From the comment thread on curses and nuclear waste below, copy word for word the part that opens with the words containing "So, yes some" and closes with "slave or prisoner.".

### GIVEN PASSAGE
- Opening Delimiter -
Yeah. Don't the pyramids have warnings on them about getting cursed and such? I'd imagine these would be taken about as seriously.

That depends on the belief system. Curses did prevent people from doing things —it’s just that most of today’s peoples don’t believe in curses. Less educated societies did believe in curses.
The pyramids were robbed in ancient times.
So, yes some thieves were intrepid and did rob. However, with radiation, the curse will reinforce itself. Those who ignore it will perish and the legend of the curse will increase. This curse will not be an empty one.
Reminds me of Shi Huang Di's Forbidden Tomb's "curse" is... Mercury. We today preserve it for scientific reasons but before, ain't no thief will try to do anything about it.
Maybe there's loopholes in curses.

Like you just send your unwitting child in. Or a slave or prisoner.

I don't know, I never read one myself.

> By a few thousand years, the most dangerous isotopes will be decayed.

I wondered about this claim because it could easily be (dis-)proven by a curve. And no, it seems that the waste remains dangerous for quite a while due to actinides. See this curve:

https://whatisnuclear.com/img/ingestion-radiotoxicity-nuclea...

Now, people say that these actinides can be turned into non-dangerous things, which is great, but the P&T process has not been developed yet. It might turn out to be vaporware. See also:

https://www.base.bund.de/EN/ns/ni-germany/transmutation/tran...

These are all interesting thoughts but I think that if society lasts another 10k years AND it has somehow lost knowledge about nuclear waste sites it seems pretty unlikely that it will then have the ability to dig up those sites.
- Closing Delimiter -
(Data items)
- Opening Delimiter -
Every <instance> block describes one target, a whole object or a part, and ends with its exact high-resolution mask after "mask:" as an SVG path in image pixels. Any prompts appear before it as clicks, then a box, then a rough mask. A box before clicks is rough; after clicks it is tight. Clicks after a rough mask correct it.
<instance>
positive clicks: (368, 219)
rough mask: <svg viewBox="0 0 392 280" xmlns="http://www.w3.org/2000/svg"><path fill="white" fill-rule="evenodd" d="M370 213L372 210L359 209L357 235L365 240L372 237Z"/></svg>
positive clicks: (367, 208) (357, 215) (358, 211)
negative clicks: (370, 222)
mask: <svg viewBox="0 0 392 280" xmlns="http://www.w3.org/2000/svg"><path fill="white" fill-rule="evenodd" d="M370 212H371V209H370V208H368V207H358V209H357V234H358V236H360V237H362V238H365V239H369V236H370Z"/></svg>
- Closing Delimiter -
### YOUR RESPONSE
So, yes some thieves were intrepid and did rob. However, with radiation, the curse will reinforce itself. Those who ignore it will perish and the legend of the curse will increase. This curse will not be an empty one.
Reminds me of Shi Huang Di's Forbidden Tomb's "curse" is... Mercury. We today preserve it for scientific reasons but before, ain't no thief will try to do anything about it.
Maybe there's loopholes in curses.

Like you just send your unwitting child in. Or a slave or prisoner.